## Goal
Locate every line below that contains the string "shirt" and copy each one in full. Matching is case-sensitive.

## Records to process
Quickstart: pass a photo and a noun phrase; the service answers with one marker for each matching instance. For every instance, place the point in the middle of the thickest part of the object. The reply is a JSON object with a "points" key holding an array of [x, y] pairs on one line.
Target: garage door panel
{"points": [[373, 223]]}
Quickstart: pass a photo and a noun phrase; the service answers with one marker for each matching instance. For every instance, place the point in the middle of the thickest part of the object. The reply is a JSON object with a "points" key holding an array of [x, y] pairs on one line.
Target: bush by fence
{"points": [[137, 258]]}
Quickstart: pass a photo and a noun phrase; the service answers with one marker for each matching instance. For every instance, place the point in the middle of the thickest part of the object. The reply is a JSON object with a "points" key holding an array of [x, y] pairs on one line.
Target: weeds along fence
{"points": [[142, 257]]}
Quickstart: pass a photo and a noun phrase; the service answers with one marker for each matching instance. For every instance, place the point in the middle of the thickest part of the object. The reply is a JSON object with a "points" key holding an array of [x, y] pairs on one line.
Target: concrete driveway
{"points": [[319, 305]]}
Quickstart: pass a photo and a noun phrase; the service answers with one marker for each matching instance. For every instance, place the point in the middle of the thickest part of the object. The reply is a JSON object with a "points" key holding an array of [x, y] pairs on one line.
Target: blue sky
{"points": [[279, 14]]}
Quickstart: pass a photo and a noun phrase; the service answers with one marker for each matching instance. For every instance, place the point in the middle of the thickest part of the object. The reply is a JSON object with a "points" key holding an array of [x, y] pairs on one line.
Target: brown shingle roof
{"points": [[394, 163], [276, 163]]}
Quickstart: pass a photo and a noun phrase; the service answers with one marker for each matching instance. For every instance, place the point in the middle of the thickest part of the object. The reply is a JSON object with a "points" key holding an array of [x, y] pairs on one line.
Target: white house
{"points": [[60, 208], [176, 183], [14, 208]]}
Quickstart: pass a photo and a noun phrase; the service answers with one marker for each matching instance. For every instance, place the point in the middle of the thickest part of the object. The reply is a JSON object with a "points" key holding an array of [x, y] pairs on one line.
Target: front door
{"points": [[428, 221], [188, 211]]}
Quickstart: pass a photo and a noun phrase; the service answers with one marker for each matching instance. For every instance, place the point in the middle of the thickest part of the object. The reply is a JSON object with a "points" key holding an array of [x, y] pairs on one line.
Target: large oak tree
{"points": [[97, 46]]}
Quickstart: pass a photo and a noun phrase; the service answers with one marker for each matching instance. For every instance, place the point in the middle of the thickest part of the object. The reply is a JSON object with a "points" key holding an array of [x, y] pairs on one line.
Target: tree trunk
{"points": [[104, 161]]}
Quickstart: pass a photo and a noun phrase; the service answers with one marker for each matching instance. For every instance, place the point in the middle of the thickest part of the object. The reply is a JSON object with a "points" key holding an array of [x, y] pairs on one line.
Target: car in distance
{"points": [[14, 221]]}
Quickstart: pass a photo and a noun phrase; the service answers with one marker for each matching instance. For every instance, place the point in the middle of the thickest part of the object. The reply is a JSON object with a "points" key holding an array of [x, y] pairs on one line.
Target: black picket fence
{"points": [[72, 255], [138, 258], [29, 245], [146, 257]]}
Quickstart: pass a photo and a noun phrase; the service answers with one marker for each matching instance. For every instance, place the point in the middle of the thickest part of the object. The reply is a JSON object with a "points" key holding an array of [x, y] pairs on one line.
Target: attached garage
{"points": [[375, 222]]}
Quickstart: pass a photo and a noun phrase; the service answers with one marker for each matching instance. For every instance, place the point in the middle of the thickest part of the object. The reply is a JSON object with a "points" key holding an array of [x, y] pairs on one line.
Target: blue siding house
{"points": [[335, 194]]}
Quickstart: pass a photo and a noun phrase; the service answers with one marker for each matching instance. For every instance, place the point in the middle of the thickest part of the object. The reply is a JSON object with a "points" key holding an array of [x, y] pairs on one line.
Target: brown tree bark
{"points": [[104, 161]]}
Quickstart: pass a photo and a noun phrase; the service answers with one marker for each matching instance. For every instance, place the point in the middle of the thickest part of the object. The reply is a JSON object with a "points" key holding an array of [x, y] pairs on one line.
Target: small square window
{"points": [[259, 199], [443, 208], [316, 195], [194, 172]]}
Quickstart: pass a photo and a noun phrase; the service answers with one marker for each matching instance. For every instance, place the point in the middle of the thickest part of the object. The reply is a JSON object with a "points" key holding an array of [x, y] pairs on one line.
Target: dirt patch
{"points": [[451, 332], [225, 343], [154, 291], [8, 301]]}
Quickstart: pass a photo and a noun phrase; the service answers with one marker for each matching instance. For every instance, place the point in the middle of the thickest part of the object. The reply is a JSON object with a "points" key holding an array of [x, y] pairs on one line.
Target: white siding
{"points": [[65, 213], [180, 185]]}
* * *
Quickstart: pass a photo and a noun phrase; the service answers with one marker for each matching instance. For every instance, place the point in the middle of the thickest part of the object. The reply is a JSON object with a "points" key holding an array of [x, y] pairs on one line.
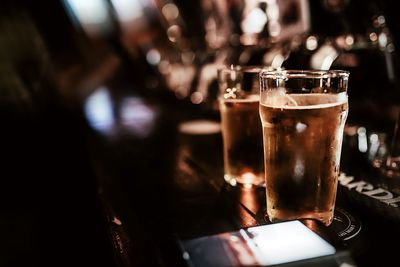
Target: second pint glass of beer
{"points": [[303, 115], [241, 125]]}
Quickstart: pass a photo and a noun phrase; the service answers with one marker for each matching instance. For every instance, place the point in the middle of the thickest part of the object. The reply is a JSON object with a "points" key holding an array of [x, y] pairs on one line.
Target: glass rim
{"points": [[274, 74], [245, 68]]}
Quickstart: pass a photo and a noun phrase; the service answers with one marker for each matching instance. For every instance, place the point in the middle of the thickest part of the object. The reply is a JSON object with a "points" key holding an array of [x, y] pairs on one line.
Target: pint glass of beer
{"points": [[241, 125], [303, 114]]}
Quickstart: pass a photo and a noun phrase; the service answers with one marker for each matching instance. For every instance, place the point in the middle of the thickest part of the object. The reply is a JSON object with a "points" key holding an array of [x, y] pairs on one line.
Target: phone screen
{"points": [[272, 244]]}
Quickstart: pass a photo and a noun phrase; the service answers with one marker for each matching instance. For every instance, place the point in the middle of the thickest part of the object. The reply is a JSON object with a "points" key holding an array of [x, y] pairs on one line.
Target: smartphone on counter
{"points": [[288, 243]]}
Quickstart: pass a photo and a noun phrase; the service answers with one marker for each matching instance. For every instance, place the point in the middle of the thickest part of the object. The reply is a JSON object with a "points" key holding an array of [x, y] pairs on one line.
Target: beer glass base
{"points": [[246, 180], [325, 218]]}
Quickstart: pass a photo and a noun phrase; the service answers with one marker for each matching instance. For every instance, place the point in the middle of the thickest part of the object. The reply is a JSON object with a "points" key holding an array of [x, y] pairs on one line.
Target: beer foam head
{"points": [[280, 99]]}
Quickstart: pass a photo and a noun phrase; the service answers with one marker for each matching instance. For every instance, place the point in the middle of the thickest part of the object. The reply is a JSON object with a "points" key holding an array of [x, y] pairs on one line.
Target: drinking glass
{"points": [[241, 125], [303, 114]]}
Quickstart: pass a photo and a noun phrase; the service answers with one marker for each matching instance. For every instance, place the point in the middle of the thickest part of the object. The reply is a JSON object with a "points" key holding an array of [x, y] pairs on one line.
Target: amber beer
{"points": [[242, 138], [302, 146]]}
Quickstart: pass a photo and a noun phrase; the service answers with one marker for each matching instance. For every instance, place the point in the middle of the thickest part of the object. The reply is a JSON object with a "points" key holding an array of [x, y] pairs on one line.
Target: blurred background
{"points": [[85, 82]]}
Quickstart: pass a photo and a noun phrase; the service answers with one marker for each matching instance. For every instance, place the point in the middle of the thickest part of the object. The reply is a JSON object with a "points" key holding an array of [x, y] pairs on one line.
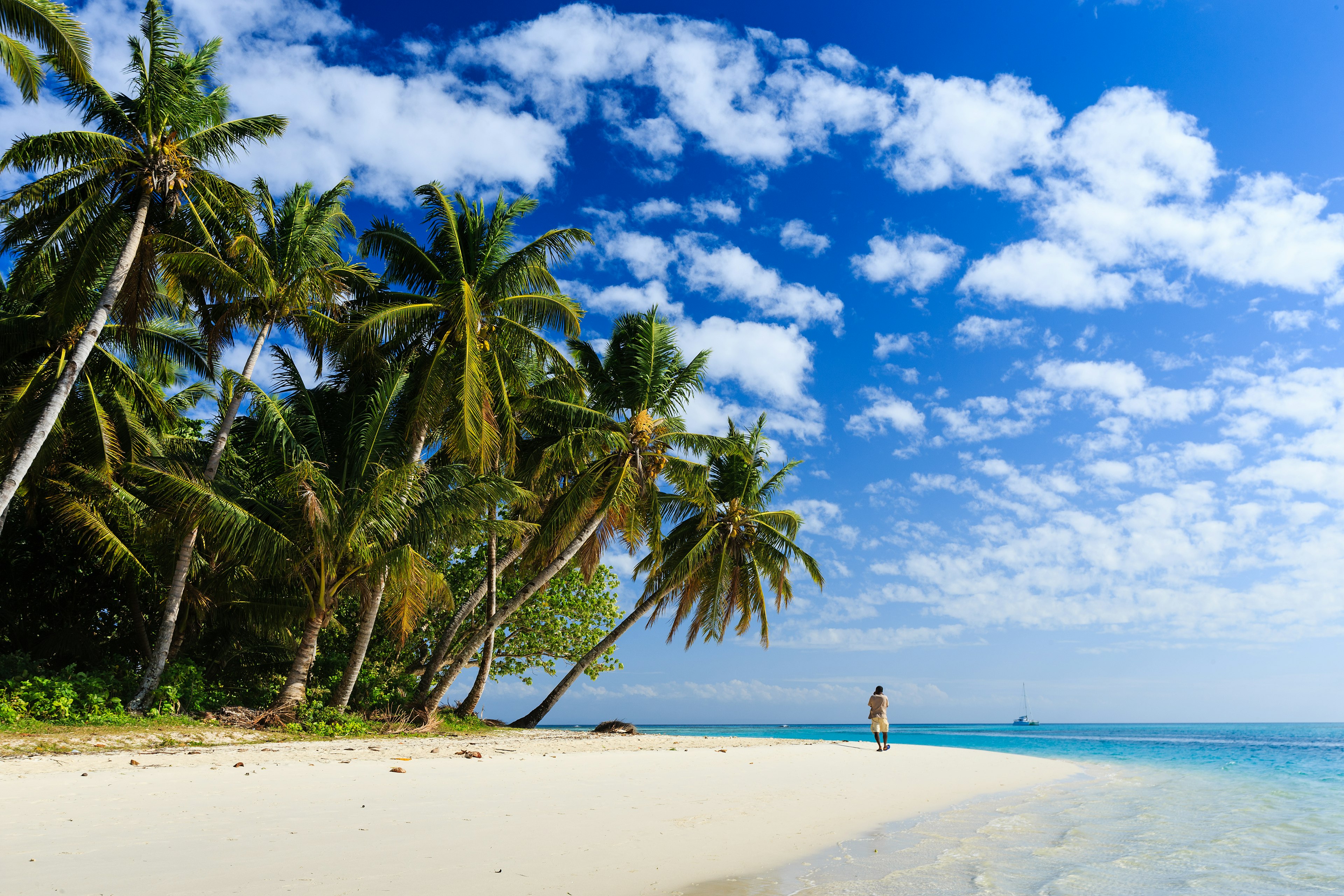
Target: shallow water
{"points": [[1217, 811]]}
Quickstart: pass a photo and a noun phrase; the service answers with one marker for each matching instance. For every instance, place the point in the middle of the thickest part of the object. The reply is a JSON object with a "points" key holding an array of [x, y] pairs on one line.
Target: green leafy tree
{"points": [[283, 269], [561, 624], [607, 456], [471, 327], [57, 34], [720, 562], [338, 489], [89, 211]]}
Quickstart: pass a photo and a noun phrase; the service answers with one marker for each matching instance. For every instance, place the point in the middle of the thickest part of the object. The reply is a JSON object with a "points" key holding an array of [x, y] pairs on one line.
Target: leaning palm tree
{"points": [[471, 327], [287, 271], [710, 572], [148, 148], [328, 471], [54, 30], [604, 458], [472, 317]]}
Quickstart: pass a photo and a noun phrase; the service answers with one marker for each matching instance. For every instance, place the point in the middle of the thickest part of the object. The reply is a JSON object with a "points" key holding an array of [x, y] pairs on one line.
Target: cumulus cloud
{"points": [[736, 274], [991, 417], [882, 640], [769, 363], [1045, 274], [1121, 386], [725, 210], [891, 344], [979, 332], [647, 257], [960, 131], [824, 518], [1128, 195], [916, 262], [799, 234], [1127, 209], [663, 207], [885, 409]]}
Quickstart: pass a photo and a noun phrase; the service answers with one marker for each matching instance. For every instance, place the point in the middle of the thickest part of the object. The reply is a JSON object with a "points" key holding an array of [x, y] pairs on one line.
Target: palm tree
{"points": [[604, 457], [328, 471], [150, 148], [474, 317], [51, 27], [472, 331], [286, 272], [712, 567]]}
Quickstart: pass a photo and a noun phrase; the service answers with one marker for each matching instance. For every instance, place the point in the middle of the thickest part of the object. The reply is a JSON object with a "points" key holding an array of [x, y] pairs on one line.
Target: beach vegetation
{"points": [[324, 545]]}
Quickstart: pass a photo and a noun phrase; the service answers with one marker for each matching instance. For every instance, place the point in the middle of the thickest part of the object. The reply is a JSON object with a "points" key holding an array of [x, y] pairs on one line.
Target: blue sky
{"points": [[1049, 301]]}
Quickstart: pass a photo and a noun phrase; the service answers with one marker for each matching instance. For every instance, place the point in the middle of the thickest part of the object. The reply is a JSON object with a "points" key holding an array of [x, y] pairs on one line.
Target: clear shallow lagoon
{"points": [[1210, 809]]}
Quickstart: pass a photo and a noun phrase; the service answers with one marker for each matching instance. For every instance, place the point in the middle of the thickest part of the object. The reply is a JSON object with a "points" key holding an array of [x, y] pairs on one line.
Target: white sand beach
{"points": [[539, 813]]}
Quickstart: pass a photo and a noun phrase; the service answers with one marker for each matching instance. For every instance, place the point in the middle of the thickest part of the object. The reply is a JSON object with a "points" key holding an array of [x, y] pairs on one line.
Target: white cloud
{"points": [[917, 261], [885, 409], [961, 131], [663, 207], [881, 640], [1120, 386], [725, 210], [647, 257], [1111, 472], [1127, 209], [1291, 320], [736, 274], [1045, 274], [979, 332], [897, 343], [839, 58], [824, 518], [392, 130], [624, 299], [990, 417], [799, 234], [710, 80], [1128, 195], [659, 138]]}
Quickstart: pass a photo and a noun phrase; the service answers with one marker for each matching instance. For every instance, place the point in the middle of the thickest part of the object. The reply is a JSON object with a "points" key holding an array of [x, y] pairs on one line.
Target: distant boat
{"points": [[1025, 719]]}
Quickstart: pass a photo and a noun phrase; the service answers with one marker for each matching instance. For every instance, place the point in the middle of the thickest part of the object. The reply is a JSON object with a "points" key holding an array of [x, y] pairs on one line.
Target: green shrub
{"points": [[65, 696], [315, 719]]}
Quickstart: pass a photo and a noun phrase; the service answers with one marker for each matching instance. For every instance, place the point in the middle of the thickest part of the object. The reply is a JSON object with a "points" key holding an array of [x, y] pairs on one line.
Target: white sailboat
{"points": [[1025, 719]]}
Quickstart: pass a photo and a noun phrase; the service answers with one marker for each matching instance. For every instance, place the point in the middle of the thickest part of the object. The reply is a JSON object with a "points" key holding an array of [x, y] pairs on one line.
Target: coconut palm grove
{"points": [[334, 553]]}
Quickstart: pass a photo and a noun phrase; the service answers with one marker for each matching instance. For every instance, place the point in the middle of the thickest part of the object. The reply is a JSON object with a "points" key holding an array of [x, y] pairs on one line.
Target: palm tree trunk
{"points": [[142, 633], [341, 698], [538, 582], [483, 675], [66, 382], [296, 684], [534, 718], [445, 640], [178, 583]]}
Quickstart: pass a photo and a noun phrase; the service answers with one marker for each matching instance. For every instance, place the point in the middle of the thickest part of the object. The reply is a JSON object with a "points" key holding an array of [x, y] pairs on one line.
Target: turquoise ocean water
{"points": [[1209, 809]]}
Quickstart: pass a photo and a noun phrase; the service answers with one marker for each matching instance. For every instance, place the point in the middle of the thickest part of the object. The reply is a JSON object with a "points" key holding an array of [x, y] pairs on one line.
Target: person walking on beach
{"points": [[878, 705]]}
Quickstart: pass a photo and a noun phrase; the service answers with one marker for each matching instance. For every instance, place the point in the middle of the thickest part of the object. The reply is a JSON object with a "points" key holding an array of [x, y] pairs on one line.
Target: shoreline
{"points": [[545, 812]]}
---
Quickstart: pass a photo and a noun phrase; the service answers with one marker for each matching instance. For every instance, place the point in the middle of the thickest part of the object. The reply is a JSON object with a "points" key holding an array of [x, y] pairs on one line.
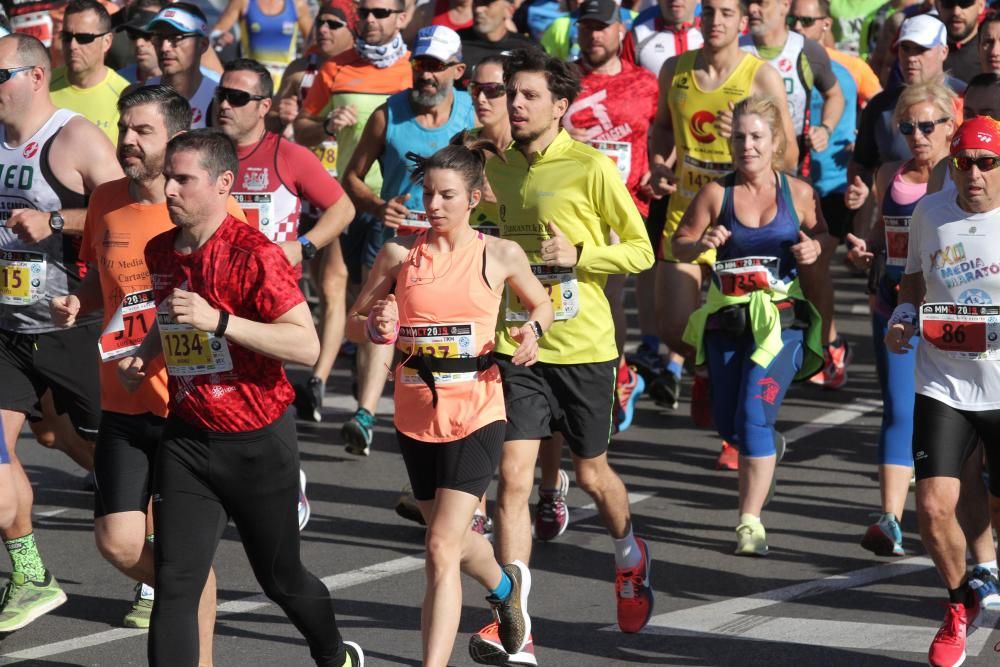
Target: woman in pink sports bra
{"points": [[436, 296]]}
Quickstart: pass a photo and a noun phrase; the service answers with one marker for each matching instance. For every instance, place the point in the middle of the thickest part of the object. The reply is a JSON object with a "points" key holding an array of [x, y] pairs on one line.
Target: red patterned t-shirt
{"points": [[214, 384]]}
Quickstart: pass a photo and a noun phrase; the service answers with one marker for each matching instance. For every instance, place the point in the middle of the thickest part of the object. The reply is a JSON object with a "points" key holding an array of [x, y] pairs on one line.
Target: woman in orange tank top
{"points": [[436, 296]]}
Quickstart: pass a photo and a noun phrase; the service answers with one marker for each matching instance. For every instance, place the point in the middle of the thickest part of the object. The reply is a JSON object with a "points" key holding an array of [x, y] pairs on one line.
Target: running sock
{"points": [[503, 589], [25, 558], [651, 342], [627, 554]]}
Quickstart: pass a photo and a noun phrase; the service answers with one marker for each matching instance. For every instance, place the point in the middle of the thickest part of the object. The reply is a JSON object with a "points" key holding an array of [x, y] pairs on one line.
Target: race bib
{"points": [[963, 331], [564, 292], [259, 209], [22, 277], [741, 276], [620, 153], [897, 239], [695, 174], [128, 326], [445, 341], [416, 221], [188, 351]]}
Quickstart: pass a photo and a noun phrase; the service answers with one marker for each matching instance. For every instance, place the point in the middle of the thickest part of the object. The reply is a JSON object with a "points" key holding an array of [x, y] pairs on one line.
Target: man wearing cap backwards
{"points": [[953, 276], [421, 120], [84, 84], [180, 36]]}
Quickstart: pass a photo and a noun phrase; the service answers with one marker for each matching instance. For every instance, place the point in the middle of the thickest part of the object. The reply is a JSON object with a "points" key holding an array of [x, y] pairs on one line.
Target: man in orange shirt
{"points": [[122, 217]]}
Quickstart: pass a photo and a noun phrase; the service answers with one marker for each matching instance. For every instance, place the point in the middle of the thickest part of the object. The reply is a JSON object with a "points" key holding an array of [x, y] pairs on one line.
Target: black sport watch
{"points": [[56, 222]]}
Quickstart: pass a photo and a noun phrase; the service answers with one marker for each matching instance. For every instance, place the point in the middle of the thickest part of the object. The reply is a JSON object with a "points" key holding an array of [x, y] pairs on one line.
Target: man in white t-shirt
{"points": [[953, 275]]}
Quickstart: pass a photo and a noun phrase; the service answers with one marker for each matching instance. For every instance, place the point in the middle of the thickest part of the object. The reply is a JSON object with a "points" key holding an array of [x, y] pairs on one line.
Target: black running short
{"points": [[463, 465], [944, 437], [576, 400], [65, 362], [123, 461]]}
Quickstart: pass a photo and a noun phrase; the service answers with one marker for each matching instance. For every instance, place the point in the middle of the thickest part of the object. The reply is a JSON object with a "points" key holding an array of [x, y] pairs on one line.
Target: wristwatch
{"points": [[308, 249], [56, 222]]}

## Answer to this task
Target: red patterned t-shirt
Target: man in orange shirt
Target: man in white t-shirt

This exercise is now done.